Activity 1:
Answer the following questions from the boat restoration account below, each on its own line.
(a) What replaced the Tasmanian Bluegum sawn frames?
(b) What were the new centreline keel bolts made of?
(c) How many floor timbers does the new laminated mast step span?
Activity 2:
List every kind of wood named in the boat restoration account below.

Text for analysis:
▼▼▼
Simon had in the meantime visited Fairlie Restorations in Hampshire U.K. and obtained copies of the original build plans. As work commenced it soon became obvious that the restoration was going to be more extensive than initially envisaged. Whilst it was hoped that a number of sawn frames and floors could be saved it was determined they were too far gone to remain given the degree of other extensive work being undertaken. The prime concern was to be as faithful to the original plan, materials and weight as much as possible. This was assisted when measurements against the plan confirmed that give or take a quarter of an inch here and there her lines were correct and all of her huon pine planking and steam bent frames were completely sound. The Tasmanian Bluegum sawn frames ( every third frame) were all replaced with laminated Flooded Gum frames they being deemed more durable and stiffer. The transverse floor timbers were all replaced with grown tea tree. At the same time all the centreline keel bolts were replaced with monel bolts. The original deck was tongue and grooved huon covered with canvas, the restoration opted for a Dutch gaboon plywood subdeck, sheathed and then covered with a laid huon deck.
Other major structural repairs were replacement of seven feet of the stem, and a stiffening member added to the inside of the counter timbers, which takes the loads from the backstay. The rudder tube and horn timbers were completely rebuilt. A large section of the original sheer clamp was replaced in way of the chainplates, which were re-engineered to form laminated ring frames. The new laminated mast step sits on top of these frames and spans seven floor timbers. All work was detailed to look like the original components.
▲▲▲
Data:
▼▼▼
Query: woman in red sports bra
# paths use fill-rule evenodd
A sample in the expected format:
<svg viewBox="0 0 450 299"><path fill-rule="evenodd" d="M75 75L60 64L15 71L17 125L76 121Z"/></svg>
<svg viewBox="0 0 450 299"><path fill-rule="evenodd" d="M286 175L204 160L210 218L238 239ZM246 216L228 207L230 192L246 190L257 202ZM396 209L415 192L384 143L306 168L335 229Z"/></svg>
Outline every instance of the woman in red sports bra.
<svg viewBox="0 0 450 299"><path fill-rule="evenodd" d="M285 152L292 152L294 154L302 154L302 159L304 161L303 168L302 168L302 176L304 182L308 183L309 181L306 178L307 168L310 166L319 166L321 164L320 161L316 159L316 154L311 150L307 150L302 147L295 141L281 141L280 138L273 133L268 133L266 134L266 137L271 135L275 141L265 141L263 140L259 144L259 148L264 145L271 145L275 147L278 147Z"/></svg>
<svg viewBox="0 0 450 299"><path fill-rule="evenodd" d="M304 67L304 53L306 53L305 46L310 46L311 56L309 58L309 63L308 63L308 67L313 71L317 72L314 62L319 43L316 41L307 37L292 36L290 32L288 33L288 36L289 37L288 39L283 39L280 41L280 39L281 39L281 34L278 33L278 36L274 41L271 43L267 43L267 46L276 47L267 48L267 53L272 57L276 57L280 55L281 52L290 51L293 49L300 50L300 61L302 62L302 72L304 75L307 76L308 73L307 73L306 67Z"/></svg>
▲▲▲
▼▼▼
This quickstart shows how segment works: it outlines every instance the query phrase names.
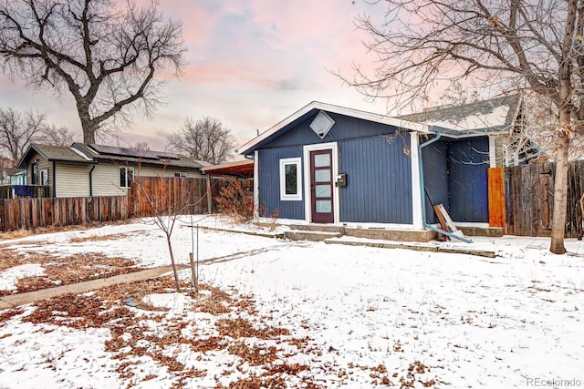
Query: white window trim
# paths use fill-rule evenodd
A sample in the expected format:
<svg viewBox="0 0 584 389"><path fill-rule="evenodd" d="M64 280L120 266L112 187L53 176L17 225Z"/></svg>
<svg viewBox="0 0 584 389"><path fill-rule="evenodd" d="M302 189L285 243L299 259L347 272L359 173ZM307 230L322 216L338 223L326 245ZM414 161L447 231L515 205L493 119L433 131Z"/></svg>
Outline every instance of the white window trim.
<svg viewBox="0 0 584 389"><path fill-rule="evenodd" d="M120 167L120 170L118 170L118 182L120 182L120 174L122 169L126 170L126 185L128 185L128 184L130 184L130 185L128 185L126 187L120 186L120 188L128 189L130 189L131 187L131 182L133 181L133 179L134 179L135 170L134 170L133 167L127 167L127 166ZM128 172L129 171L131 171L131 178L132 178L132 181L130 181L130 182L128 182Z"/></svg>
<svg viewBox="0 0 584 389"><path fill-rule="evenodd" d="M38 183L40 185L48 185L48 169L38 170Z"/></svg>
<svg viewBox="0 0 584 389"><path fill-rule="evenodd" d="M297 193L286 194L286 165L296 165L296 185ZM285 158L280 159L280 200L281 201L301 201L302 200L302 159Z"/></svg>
▲▲▲
▼▼▼
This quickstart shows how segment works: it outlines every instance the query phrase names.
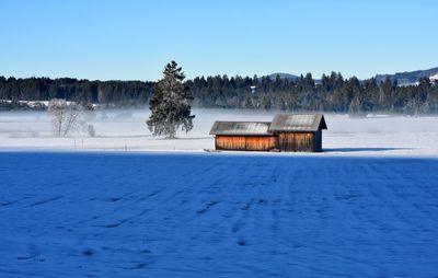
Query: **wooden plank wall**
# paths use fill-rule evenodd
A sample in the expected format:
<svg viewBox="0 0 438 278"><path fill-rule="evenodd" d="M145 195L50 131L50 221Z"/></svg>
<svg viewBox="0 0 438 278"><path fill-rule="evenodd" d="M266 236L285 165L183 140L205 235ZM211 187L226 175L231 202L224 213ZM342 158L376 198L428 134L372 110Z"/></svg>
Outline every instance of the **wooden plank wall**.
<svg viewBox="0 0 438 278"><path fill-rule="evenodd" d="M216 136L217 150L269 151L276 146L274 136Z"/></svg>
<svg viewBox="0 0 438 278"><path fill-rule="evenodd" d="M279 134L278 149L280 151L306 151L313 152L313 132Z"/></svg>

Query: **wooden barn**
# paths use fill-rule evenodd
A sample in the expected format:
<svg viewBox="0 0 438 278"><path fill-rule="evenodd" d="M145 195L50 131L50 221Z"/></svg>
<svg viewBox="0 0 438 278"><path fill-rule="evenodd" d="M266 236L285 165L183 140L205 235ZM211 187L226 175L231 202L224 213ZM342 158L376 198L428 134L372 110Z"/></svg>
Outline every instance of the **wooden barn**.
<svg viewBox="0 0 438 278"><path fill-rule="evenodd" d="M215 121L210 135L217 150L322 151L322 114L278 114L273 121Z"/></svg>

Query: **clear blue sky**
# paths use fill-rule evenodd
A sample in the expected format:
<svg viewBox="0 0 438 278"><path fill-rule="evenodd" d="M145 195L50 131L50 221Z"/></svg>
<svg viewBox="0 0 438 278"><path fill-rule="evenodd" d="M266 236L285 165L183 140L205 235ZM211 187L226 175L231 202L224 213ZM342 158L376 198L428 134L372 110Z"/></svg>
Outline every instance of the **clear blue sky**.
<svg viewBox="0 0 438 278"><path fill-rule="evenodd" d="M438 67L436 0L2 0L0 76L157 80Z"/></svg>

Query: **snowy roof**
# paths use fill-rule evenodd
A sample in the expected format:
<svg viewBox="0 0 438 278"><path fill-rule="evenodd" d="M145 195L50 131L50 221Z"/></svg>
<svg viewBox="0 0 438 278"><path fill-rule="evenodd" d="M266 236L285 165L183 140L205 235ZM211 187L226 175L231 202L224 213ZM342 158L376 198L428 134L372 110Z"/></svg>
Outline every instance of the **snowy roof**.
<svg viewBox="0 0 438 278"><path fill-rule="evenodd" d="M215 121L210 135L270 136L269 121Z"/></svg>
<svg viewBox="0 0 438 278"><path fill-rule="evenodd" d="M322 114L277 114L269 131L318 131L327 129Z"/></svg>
▲▲▲
Output 1:
(a) Laminated Flooded Gum frames
(b) Monel
(c) Seven

Output 2:
Huon pine
Tasmanian Bluegum
Flooded Gum
Tea tree
Gaboon (Dutch gaboon plywood)